## Passage given:
══════════
A common misconception amongst people is that ‘more is better’. For example, when trying to stay fit, you may consider working through multiple fitness regimes, without understanding whether these regimes overlap with each other or not. Maybe adding another regime to your fitness journey is not really benefiting you? The same applies to mutual funds.
Mutual funds are financial tools known for their ‘diversification’ benefits. However, what happens when you hold multiple mutual funds? Does it multiply the associated diversification benefits? It may not. Here, factoring in mutual fund overlap analysis is important to assess whether the mutual fund portfolio is appropriately diversified or is overexposed to certain securities. This guide will help you understand what stock overlap in a mutual fund is and how to check it to eliminate portfolio overlap risks.
Portfolio diversification in India largely correlates with mutual funds. A mutual fund overlap occurs when you invest in multiple mutual funds having similar objectives. This ultimately leads to holding identical securities across each fund. A fund overlap analysis measures the degree of this similarity to quantifiably assess the overlap.
To understand mutual fund overlap, consider the example below.
Akshay invests in two mutual funds, thinking he has successfully diversified:
He puts INR 1,00,000 in each fund.
Here is how his investment looks:
| Company | Fund 1 | Fund 2 |
| Company A | 10% | 9% |
| Company B | 9% | 10% |
| Company C | 8% | 7% |
| Company D | 7% | 8% |
| Company E | 6% | 6% |
| Other companies | 60% | 60% |
The above table shows that both funds hold investments in similar companies. If these holdings perform poorly, the entire portfolio is negatively impacted. This is due to the fund’s overlap.
══════════
## Task list:
1. In one to three sentences, explain why, according to the mutual fund overlap guide, Akshay's entire portfolio is hurt if the companies in his table perform poorly.
2. Proceed with the mutual fund overlap guide from the point where it stops.

[Stored data]
══════════
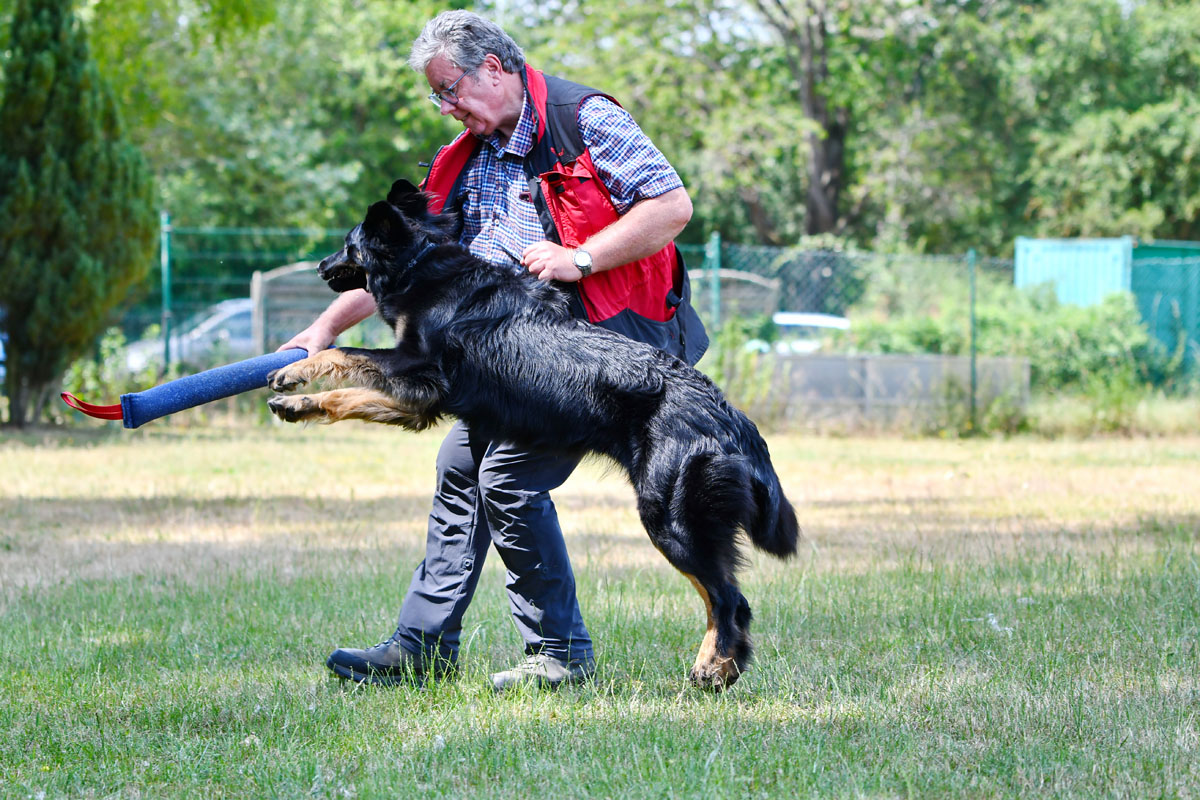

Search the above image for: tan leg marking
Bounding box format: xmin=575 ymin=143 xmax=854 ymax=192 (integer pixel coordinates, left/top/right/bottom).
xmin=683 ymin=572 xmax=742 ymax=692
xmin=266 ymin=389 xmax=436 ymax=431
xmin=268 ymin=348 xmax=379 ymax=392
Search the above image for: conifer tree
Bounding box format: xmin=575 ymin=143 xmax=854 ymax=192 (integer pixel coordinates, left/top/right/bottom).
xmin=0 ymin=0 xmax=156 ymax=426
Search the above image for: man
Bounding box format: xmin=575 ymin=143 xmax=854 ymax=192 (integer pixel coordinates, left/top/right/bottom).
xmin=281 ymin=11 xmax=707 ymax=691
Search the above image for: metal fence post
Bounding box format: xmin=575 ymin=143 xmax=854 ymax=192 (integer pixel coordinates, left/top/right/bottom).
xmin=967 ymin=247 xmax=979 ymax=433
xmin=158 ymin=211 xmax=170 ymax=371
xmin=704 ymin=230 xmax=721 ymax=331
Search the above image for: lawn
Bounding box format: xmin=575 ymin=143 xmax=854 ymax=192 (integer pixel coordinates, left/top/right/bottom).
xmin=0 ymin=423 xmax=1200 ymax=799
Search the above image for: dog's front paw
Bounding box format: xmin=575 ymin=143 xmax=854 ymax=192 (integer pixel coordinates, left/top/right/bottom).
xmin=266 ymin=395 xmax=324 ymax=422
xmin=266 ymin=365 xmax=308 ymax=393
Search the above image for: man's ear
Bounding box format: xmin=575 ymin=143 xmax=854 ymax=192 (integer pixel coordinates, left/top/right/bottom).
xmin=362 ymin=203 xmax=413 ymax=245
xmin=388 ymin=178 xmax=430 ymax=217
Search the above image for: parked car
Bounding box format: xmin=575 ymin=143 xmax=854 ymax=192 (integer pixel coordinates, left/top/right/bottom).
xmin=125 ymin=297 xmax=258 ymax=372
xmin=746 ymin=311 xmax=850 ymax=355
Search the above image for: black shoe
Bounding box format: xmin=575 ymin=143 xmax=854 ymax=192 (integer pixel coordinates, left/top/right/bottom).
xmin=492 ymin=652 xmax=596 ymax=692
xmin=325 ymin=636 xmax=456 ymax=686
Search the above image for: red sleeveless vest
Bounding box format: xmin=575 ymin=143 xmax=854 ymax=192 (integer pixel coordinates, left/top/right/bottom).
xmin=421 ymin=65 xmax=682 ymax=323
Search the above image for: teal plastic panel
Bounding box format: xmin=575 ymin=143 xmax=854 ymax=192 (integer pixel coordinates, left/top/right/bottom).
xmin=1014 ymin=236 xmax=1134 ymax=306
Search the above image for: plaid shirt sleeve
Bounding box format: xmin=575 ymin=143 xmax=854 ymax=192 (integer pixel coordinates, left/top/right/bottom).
══════════
## Task answers:
1. Both of Akshay's funds hold investments in similar companies, so the same securities appear across each fund. Because of this fund overlap, poor performance by those holdings affects both funds at once and drags down the whole portfolio.

2.
The image above displays how both funds in Akshay’s portfolio are overly concentrated in the same holdings.
Mutual fund overlap can be calculated using simple online mutual fund overlap calculators. The manual way to calculate it involves checking and reviewing the portfolios of your invested mutual funds. Some steps to follow include:
1. Monitor the monthly portfolios: It is important to check and monitor the holdings of your mutual funds to identify any common stocks.
2. Check the weight in each common stock: Additionally, check the weightage of the common stocks in each mutual fund.
3. Determine the overlap: For each common stock, take the lower of the two weightages and add them together. The total you get is the overlap percentage between the two funds.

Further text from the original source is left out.